Supplied text →
Quantifying the effects of bacteria on adsorption reactions in water–rock systems

Abstract

This paper reviews the investigations that quantify metal–bacteria, organic–bacteria, and bacteria–mineral adsorption reactions. The studies are divided into the two main approaches used to quantify adsorption: bulk partitioning approaches and surface complexation modeling. Partitioning adsorption models, such as ones which use Langmuir or Freundlich isotherms, are more simple to apply than surface complexation models because they do not require a detailed understanding of the nature of the surfaces or adsorption mechanisms involved. These measurements can be successful in describing adsorption/desorption processes for the conditions of interest if the conditions can be directly simulated in the laboratory. However, partition coefficients are applicable only to the conditions (pH, fluid and/or mineralogical compositions) at which they were determined. Conversely, surface complexation models describe adsorption reactions explicitly, accounting for surface and aqueous speciation changes as a function of pH and solution composition. The equilibrium constants which describe the extent of adsorption in surface complexation models are invarient with respect to the parameters which affect partition coefficients. This paper reviews the experimental studies which use surface complexation modeling to quantify the observed bacterial adsorption reactions. Although the number of studies is small, the results indicate that the surface complexation approach can successfully account for metal–bacteria, organic acid–bacteria, and bacteria–mineral adsorption reactions. Therefore, it offers a powerful means for estimating the effects of bacteria on solute adsorption over a wide range of subsurface conditions.

Work instruction 1 → According to the abstract, why are partitioning adsorption models simpler to apply than surface complexation models?
Work instruction 2 → List every condition that the abstract says limits where partition coefficients apply.

Information shown →
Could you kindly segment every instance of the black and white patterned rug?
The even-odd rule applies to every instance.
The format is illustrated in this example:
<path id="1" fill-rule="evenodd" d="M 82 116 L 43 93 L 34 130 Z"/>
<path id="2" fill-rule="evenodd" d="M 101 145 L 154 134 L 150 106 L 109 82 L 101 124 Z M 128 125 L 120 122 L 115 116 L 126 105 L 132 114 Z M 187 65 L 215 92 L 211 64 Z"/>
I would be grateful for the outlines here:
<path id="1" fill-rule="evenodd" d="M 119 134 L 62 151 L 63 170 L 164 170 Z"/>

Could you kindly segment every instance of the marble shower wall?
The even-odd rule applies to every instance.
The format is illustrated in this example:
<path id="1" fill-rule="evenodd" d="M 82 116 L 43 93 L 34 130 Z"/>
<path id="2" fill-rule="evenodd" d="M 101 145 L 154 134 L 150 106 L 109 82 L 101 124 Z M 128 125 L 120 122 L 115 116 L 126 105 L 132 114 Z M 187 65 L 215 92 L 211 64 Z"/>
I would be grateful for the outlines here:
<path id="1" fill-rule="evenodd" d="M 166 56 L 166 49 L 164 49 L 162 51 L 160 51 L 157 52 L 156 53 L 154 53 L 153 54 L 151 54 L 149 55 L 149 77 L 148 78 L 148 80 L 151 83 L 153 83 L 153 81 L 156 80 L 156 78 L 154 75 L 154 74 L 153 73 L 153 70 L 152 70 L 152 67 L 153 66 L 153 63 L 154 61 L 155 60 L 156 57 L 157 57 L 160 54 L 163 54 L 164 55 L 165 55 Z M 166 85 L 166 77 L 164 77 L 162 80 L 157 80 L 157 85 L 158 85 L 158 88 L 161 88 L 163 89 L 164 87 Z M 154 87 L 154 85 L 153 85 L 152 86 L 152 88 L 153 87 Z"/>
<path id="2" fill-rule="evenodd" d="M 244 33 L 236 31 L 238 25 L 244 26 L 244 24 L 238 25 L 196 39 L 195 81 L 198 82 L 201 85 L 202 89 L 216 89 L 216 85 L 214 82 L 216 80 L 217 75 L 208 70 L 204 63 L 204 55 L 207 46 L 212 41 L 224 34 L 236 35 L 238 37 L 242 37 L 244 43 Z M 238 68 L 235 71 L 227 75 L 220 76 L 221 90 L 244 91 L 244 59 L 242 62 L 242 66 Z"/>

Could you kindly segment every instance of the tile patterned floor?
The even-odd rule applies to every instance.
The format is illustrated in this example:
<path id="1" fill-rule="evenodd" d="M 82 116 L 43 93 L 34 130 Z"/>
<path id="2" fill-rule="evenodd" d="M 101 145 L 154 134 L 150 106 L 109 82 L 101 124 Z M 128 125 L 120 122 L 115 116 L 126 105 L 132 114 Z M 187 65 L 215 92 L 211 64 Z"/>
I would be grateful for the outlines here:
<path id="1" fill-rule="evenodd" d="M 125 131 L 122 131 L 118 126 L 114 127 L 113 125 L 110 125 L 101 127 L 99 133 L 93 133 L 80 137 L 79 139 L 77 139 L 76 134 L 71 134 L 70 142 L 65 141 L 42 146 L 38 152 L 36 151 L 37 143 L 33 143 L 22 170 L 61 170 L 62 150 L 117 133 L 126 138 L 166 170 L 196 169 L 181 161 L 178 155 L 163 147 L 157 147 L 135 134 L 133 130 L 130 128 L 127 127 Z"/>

Task answer 1 → They do not require a detailed understanding of the nature of the surfaces or the adsorption mechanisms involved.

Task answer 2 → pH, fluid composition, mineralogical composition